+++ THE INPUT
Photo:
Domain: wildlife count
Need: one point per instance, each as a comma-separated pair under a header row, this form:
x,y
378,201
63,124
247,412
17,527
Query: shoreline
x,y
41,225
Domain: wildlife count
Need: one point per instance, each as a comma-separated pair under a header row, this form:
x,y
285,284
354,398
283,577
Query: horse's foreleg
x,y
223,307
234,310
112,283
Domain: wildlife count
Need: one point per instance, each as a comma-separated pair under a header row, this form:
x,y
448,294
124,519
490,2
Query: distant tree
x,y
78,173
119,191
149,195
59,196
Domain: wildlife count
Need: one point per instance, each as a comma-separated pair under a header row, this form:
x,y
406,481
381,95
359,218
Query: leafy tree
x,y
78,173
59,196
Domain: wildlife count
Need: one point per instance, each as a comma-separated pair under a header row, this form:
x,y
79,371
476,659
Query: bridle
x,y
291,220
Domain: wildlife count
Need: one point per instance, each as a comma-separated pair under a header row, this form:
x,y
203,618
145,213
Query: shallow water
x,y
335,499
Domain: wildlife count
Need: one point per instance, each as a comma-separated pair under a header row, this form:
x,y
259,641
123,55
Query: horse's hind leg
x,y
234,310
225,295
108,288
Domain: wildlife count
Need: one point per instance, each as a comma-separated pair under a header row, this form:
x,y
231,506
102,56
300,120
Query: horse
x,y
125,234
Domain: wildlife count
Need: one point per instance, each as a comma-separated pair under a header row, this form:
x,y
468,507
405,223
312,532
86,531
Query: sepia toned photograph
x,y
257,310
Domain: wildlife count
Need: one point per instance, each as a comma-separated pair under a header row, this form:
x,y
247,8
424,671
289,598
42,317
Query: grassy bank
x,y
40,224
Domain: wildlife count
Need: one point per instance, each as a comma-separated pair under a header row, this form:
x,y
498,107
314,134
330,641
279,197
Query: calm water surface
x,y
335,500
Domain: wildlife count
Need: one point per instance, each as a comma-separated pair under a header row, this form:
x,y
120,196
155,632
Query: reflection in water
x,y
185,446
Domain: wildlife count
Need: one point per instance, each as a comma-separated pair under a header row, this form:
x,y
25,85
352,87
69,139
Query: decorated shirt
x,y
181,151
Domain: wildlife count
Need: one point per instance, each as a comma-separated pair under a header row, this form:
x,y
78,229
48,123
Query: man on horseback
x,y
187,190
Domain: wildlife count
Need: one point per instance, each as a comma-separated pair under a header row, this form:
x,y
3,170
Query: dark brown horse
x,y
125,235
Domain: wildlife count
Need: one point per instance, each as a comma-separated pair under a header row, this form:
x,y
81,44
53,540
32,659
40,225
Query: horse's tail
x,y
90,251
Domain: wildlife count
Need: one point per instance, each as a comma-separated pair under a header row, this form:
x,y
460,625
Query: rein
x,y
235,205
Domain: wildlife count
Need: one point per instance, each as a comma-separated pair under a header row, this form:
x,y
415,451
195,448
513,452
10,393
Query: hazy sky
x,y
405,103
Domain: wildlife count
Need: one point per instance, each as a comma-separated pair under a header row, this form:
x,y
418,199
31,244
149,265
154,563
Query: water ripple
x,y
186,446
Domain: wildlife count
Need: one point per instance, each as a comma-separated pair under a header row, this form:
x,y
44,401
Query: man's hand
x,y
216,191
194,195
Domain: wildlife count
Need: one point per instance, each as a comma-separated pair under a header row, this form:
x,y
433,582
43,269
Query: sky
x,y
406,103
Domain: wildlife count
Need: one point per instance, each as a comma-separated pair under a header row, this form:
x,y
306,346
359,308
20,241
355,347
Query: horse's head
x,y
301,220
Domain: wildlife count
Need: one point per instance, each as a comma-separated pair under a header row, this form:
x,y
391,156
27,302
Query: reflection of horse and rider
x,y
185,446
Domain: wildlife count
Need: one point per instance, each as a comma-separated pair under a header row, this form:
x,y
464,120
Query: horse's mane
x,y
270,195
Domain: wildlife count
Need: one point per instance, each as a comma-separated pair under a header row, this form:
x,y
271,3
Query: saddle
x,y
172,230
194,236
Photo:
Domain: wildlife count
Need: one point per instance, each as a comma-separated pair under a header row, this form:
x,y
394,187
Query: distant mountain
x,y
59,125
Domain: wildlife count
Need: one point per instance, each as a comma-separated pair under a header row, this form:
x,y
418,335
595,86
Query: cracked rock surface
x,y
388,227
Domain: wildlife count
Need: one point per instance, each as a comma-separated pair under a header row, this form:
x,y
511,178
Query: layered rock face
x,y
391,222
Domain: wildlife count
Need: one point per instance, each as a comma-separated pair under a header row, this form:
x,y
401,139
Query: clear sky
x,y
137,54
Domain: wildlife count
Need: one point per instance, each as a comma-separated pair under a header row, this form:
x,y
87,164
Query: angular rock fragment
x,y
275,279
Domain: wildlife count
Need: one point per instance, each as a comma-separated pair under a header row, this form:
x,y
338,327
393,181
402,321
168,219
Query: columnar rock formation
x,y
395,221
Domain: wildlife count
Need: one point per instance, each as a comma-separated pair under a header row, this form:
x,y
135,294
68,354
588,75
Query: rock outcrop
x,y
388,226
++++++
## AIM:
Print every entry exactly as it appears.

## SOLUTION TO THIS TASK:
Photo:
Domain: wildlife count
Need: one point per instance, each as a comma-separated pair under a header row, this form:
x,y
378,201
63,124
247,412
17,527
Query: shoreline
x,y
41,225
Domain: wildlife count
Need: one point per instance, each as a comma-separated pair under a header row, this form:
x,y
285,284
354,398
283,577
Query: horse's foreleg
x,y
223,307
234,310
112,283
Domain: wildlife count
Need: one point per instance, each as a comma-separated pair under a header row, this form:
x,y
448,294
124,519
490,2
Query: distant tree
x,y
78,173
119,191
149,195
59,196
Domain: wildlife count
Need: one point per instance, each as a comma-separated pair under a header row, this form:
x,y
406,481
381,95
359,218
Query: leafy tree
x,y
78,173
59,196
Domain: wildlife count
Need: one point per instance, each as a comma-separated pair under a header row, this form:
x,y
79,371
476,659
Query: bridle
x,y
291,220
Domain: wildlife count
Need: one point per instance, each as a comma-separated pair under a header row, this form:
x,y
203,618
145,213
Query: shallow water
x,y
335,499
Domain: wildlife count
Need: one point per instance, each as a comma-separated pair under a header row, this form:
x,y
259,641
123,55
Query: horse's hind leg
x,y
234,310
225,295
108,288
Domain: wildlife count
Need: one point per instance, each as a comma-separated pair under a header row, this form:
x,y
231,506
102,56
300,120
Query: horse
x,y
125,234
Domain: wildlife count
Need: one point per instance, each as a comma-separated pair under a header row, this form:
x,y
468,507
405,223
312,532
86,531
Query: sepia toned photograph
x,y
257,310
Domain: wildlife count
Need: one point per instance, each as a comma-separated pair under a header row, this form:
x,y
247,8
424,671
289,598
42,317
Query: grassy bank
x,y
40,224
Domain: wildlife count
Need: one point per instance, each as a comma-separated pair under a header row, this form:
x,y
498,107
314,134
330,641
279,197
Query: calm water surface
x,y
335,500
Domain: wildlife count
Need: one point per instance, each as a comma-separated pair under a header row, this form:
x,y
120,196
155,632
Query: reflection in water
x,y
185,446
Domain: wildlife count
Need: one point per instance, each as a comma-separated pair under a header row, this form:
x,y
25,85
352,87
69,139
Query: decorated shirt
x,y
181,151
Domain: wildlife count
Need: one point per instance, each as a comma-separated pair under a header row, this form:
x,y
78,229
48,123
Query: man on horseback
x,y
187,190
Domain: wildlife count
Need: one point per instance, each as a comma-separated pair under a header row, this form:
x,y
3,170
Query: dark brown horse
x,y
125,235
Domain: wildlife count
Need: one point per instance, each as a comma-separated pair under a header row, this form:
x,y
81,44
53,540
32,659
40,225
Query: horse's tail
x,y
90,251
Domain: wildlife count
Need: one point per instance, each as a comma-separated pair under a header row, this form:
x,y
460,625
Query: rein
x,y
235,205
Domain: wildlife count
Need: one point per instance, each as a comma-separated pair under a header row, this form:
x,y
415,451
195,448
513,452
10,393
Query: hazy sky
x,y
405,103
Domain: wildlife count
Need: one point per instance, each as a comma-separated pair under a header row, this form:
x,y
418,199
31,244
149,265
154,563
Query: water ripple
x,y
186,446
Domain: wildlife count
Need: one point per instance, each as a comma-separated pair under a header row, this form:
x,y
44,401
Query: man's hand
x,y
216,191
194,195
Domain: wildlife count
Need: one point per instance, each as a comma-separated pair under a header row, this form:
x,y
433,582
43,269
Query: sky
x,y
406,103
Domain: wildlife count
Need: one point per instance, each as a comma-separated pair under a header row, this form:
x,y
306,346
359,308
20,241
355,347
Query: horse's head
x,y
301,220
Domain: wildlife count
Need: one point per instance, each as a comma-separated pair under a header row, this form:
x,y
391,156
27,302
Query: reflection of horse and rider
x,y
185,446
Domain: wildlife count
Need: one point per instance, each as a comma-separated pair under a header row, this form:
x,y
464,120
Query: horse's mane
x,y
270,195
Domain: wildlife count
Need: one point per instance, each as a comma-separated pair under a header row, this form:
x,y
271,3
Query: saddle
x,y
172,230
194,236
Photo:
Domain: wildlife count
Need: one point per instance, each as a comma-separated pair under a header row, this form:
x,y
394,187
Query: distant mountain
x,y
59,125
Domain: wildlife count
Need: one point per instance, each as a comma-separated pair under a header row, this form:
x,y
418,335
595,86
Query: cracked rock surface
x,y
388,227
Domain: wildlife count
Need: one point per instance, each as a comma-separated pair under a header row, this form:
x,y
511,178
Query: layered rock face
x,y
391,222
Domain: wildlife count
Need: one point per instance, each as a comma-separated pair under a header row, this form:
x,y
401,139
Query: clear sky
x,y
137,54
Domain: wildlife count
Need: one point per instance, each as a comma-separated pair under a header row, this form:
x,y
87,164
Query: angular rock fragment
x,y
275,279
Domain: wildlife count
Need: one point per instance, each as a comma-separated pair under a header row, this form:
x,y
338,327
393,181
402,321
168,219
Query: columnar rock formation
x,y
395,221
Domain: wildlife count
Need: one point per instance, each as a comma-separated pair under a header row, this form:
x,y
135,294
68,354
588,75
Query: rock outcrop
x,y
388,226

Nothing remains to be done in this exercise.